## PROVIDED PASSAGE
Like the Cylons (and possibly the humans too) in Battlestar Galactica being guided by something (I’m on record as saying it’s a very very very very very very old Cylon) that seemed to be able to predict future events. Because the Cylon-Human conflict had repeated itself over and over and over.

BSG

If we consider that the threat from the White Walkers is a reoccuring one, and they’ve always been beaten back or retreated at some point (like an anthropomorphized ice age) then a prophecy detailing some eventual similar threat and a corresponding foretold savior just makes sense.

And the great thing is, there might be more than one candidate for Azor Ahai. While Stannis was originally Melisandre’s nominee, off in Volantis we’ve seen a red priestess praising Danerys Targaryen as Azor Ahai reborn.

Volantis-Red_Priestess

I’m telling you, she’s a magic blonde chick! Statistically speaking, she’s the chosen one!

It’s one of the easy things about generic prophecies: if enough time passes then a condition vaguely described by the prophecy will occur, thus legitimizing the prophet. Anything that doesn’t quite fit will be hand-wavedly explained as symbolism.

Azor Ahai and his awesome flaming sword? Jon’s Valyrian steel blade Longclaw could fit the description, metaphorically. Or the dragonfire from Dany’s dragons. The important thing for the prophecy, it just has to be right enough.


So, I’m mostly cool with prophecy as presented on Game of Thrones. It doesn’t really seem like an accurate window into the future, which then makes everything muddled about free will and so on. A magical narrative bullet has been dodged.

Except, for one thing.

Maggy the Frog does exactly the thing that I don’t like. She gets very specific.

got_s5_e1_0067-maggy

Young Cersei: Will the king and I have children?
Maggy: No. The king will have twenty children. And you will have three.
Young Cersei: That doesn’t make sense.
Maggy: Gold will be their crowns. And gold, their shrouds.

## SOURCE MATERIAL
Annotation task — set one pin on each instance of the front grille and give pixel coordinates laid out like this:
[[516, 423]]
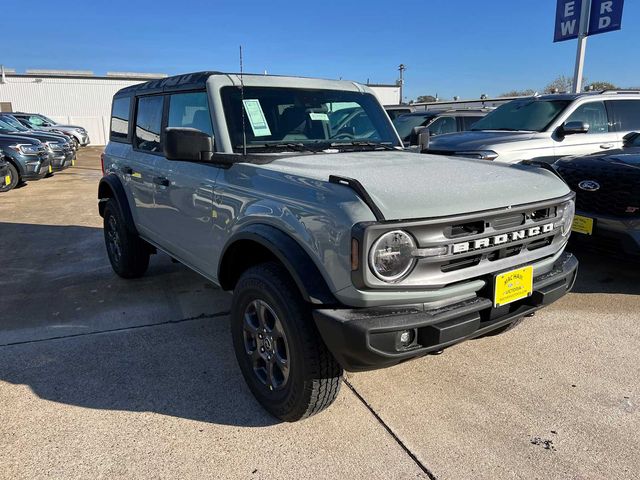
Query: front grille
[[619, 192]]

## WHAT IS ASKED
Copy the passage on prophecy in Game of Thrones word for word, in full. The listing is separate material and has nothing to do with the passage on prophecy.

## RESULT OF THE EXERCISE
Like the Cylons (and possibly the humans too) in Battlestar Galactica being guided by something (I’m on record as saying it’s a very very very very very very old Cylon) that seemed to be able to predict future events. Because the Cylon-Human conflict had repeated itself over and over and over.

BSG

If we consider that the threat from the White Walkers is a reoccuring one, and they’ve always been beaten back or retreated at some point (like an anthropomorphized ice age) then a prophecy detailing some eventual similar threat and a corresponding foretold savior just makes sense.

And the great thing is, there might be more than one candidate for Azor Ahai. While Stannis was originally Melisandre’s nominee, off in Volantis we’ve seen a red priestess praising Danerys Targaryen as Azor Ahai reborn.

Volantis-Red_Priestess

I’m telling you, she’s a magic blonde chick! Statistically speaking, she’s the chosen one!

It’s one of the easy things about generic prophecies: if enough time passes then a condition vaguely described by the prophecy will occur, thus legitimizing the prophet. Anything that doesn’t quite fit will be hand-wavedly explained as symbolism.

Azor Ahai and his awesome flaming sword? Jon’s Valyrian steel blade Longclaw could fit the description, metaphorically. Or the dragonfire from Dany’s dragons. The important thing for the prophecy, it just has to be right enough.


So, I’m mostly cool with prophecy as presented on Game of Thrones. It doesn’t really seem like an accurate window into the future, which then makes everything muddled about free will and so on. A magical narrative bullet has been dodged.

Except, for one thing.

Maggy the Frog does exactly the thing that I don’t like. She gets very specific.

got_s5_e1_0067-maggy

Young Cersei: Will the king and I have children?
Maggy: No. The king will have twenty children. And you will have three.
Young Cersei: That doesn’t make sense.
Maggy: Gold will be their crowns. And gold, their shrouds.